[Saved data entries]

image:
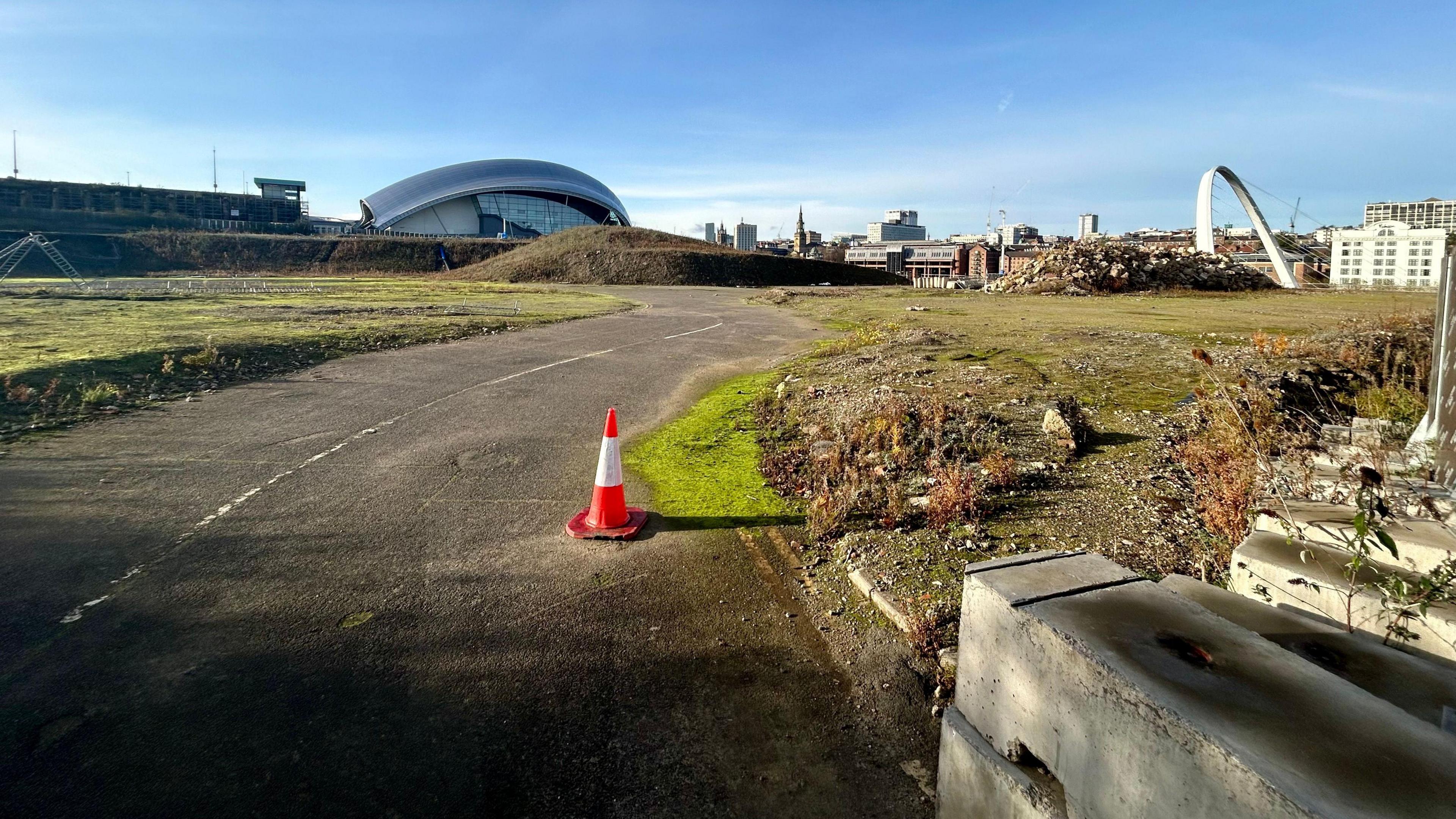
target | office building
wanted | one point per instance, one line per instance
(899, 226)
(993, 240)
(746, 237)
(83, 207)
(1387, 254)
(1018, 234)
(913, 260)
(1423, 215)
(516, 199)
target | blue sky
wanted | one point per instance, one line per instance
(701, 113)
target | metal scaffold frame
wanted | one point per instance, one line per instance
(15, 253)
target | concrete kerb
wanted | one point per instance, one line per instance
(1419, 687)
(1308, 577)
(884, 602)
(1421, 543)
(1145, 704)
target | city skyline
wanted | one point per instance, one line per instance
(1047, 114)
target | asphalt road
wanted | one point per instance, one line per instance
(173, 586)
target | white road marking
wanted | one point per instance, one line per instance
(76, 614)
(692, 331)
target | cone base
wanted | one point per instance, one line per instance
(577, 527)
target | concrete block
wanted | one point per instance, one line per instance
(1145, 704)
(1414, 686)
(1421, 543)
(1308, 577)
(976, 783)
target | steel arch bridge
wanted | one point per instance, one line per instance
(1203, 222)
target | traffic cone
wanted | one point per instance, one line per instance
(609, 515)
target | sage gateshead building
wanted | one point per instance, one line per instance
(515, 199)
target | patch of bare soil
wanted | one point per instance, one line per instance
(918, 458)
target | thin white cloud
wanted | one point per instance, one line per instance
(1372, 94)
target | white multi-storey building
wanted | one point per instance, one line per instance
(899, 226)
(1387, 254)
(1426, 213)
(1018, 234)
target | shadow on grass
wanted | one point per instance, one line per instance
(693, 522)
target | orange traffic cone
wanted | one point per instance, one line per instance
(609, 515)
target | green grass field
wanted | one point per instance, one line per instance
(704, 467)
(113, 347)
(1129, 352)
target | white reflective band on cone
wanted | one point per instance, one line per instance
(609, 467)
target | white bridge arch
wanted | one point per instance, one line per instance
(1203, 222)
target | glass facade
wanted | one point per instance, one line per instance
(525, 216)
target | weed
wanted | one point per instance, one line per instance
(203, 358)
(100, 392)
(954, 497)
(932, 626)
(1391, 403)
(865, 334)
(18, 392)
(1001, 471)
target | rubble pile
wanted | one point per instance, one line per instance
(1087, 269)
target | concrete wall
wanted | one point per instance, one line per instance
(1144, 704)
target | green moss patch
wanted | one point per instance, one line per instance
(704, 467)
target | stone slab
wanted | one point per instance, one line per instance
(1308, 577)
(976, 783)
(1145, 704)
(1414, 686)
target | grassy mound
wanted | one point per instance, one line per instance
(634, 256)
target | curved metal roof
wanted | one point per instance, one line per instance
(408, 196)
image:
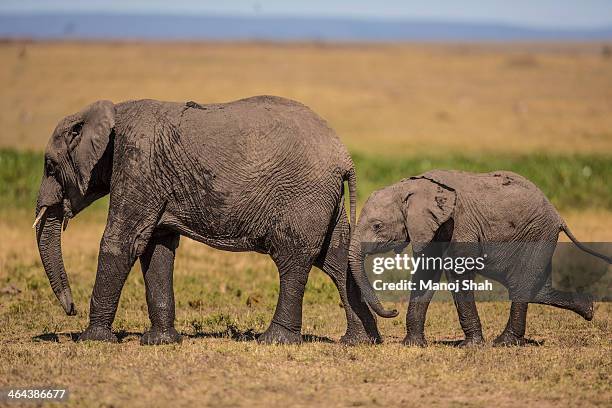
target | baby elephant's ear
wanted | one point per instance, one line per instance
(89, 138)
(426, 206)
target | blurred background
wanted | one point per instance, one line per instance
(408, 86)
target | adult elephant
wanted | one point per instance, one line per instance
(262, 174)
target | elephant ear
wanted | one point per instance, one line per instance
(426, 206)
(89, 138)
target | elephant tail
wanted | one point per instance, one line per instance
(588, 250)
(352, 182)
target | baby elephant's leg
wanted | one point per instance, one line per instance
(579, 303)
(514, 333)
(157, 263)
(417, 308)
(466, 310)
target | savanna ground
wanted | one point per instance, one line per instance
(540, 110)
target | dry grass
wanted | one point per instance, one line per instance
(395, 99)
(222, 297)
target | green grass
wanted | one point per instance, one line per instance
(569, 181)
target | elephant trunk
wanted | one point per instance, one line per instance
(358, 271)
(48, 236)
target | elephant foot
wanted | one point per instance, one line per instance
(585, 308)
(277, 334)
(351, 338)
(507, 339)
(414, 341)
(155, 337)
(472, 341)
(98, 333)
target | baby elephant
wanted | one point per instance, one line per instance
(451, 214)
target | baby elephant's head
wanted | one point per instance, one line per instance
(412, 210)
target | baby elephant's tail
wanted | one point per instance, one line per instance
(571, 236)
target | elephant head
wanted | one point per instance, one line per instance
(76, 172)
(412, 210)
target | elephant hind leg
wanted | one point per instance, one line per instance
(579, 303)
(286, 324)
(514, 333)
(361, 324)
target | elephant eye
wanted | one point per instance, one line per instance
(76, 129)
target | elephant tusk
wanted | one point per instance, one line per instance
(39, 217)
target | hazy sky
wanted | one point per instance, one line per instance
(534, 13)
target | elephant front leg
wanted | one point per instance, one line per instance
(420, 297)
(157, 263)
(286, 324)
(114, 264)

What this task involves
Set the pictures aside and transcribe the data above exactly.

The answer
image:
target | office building
wanted | one point per instance, one line per instance
(899, 226)
(993, 240)
(746, 237)
(83, 207)
(1387, 254)
(1018, 234)
(913, 260)
(1423, 215)
(516, 199)
target | blue sky
wanted | one point per instance, one line per instance
(701, 113)
target | metal scaffold frame
wanted | one point per instance, one line per instance
(15, 253)
target | concrete kerb
wanted | one point per instance, one line per instance
(1419, 687)
(1308, 577)
(884, 602)
(1421, 543)
(1145, 704)
target | city skyline
wanted | one point per instance, one line per instance
(1047, 114)
target | asphalt road
wanted | one point per instance, one line per instance
(173, 586)
target | white road marking
wanted | one point per instance, one line per instance
(76, 614)
(692, 331)
target | cone base
wanted | one point per instance, one line per instance
(577, 527)
target | concrete block
wanted | one point per instance, one line per instance
(1145, 704)
(1414, 686)
(1421, 543)
(1308, 577)
(976, 783)
target | steel arch bridge
wanted | one point per instance, one line per instance
(1203, 222)
target | traffic cone
wanted | one point per instance, one line per instance
(609, 515)
target | sage gateshead building
wanted | one point per instance, one line per instance
(515, 199)
target | patch of bare soil
wanted | one point per instance, one line per instance
(918, 458)
target | thin white cloud
wanted | one point per instance, one line per instance
(1372, 94)
target | white multi-storey building
wanted | one point per instance, one line per instance
(899, 226)
(1387, 254)
(1426, 213)
(1018, 234)
target | shadow on grass
wanted | one point per instance, one line per instance
(693, 522)
target | orange traffic cone
wanted | one point per instance, one line per instance
(609, 515)
target | green grass field
wanted | one point per instance, one line per instance
(704, 467)
(113, 347)
(1129, 352)
target | white reflective band on cone
wanted | one point per instance, one line per instance
(609, 467)
target | white bridge arch
wanted | one point per instance, one line per instance
(1203, 222)
target | glass facade
wanted | one point per instance, one line per instance
(525, 216)
target | weed
wanted | one point per instance, one line per instance
(203, 358)
(100, 392)
(954, 497)
(932, 626)
(1391, 403)
(865, 334)
(18, 392)
(1001, 471)
target | rubble pile
wanted | one point per instance, one line per instance
(1087, 269)
target | concrete wall
wanted | one point per instance, one line per instance
(1144, 704)
target | green moss patch
wanted | one point per instance, one line per instance
(704, 467)
target | stone slab
wanted | one point per instance, one line per instance
(1308, 577)
(976, 783)
(1145, 704)
(1414, 686)
target | grassy mound
wanted | one point per instance, one line per instance
(634, 256)
target | curved metal roof
wanted | one point per instance, one line per instance
(408, 196)
image:
target | baby elephant's ear
wanted | one point per instance, one line per instance
(89, 138)
(426, 206)
target | blurred background
wanted | one point per instance, one line per instance
(408, 86)
target | adult elephant
wanted | one point per instance, one line per instance
(262, 174)
target | elephant ear
wanted | one point per instance, one line per instance
(426, 206)
(89, 138)
target | elephant tail
wanted | one point per instance, one line per instance
(588, 250)
(352, 182)
target | baby elephant's leg
wanted | one point per instance, one line per instance
(579, 303)
(514, 333)
(157, 263)
(417, 308)
(466, 310)
target | savanna ground
wanted | one point per instance, one line per instance
(540, 110)
target | dry grass
wanted | one point per instance, one line per instance
(395, 99)
(222, 297)
target | green grass
wanted | one point per instance, one line per instance
(569, 181)
target | elephant trunk
wanted | one point per instance, one line per instance
(358, 271)
(48, 236)
target | elephant foot
wanted | one point per instance, one line per instance
(585, 308)
(277, 334)
(351, 338)
(507, 339)
(414, 341)
(155, 337)
(472, 341)
(98, 333)
target | baby elephant
wanted | one point per instance, one line per instance
(451, 214)
target | baby elephant's head
wanted | one point per instance, one line per instance
(412, 210)
target | baby elephant's tail
wanted | one point per instance, one line per instance
(571, 236)
target | elephant head
wanted | one point per instance, one line per instance
(76, 172)
(412, 210)
target | elephant hind leg
wanted | one point per instance, one line per instance
(579, 303)
(286, 324)
(514, 333)
(361, 324)
target | elephant eye
wanted | one point per instance, one line per instance
(76, 129)
target | elephant tusk
wanted | one point per instance, one line per instance
(39, 217)
target | hazy sky
wanted | one point per instance, one line per instance
(534, 13)
target | elephant front leg
wanted | one point per instance, one line per instance
(420, 297)
(157, 263)
(286, 324)
(114, 264)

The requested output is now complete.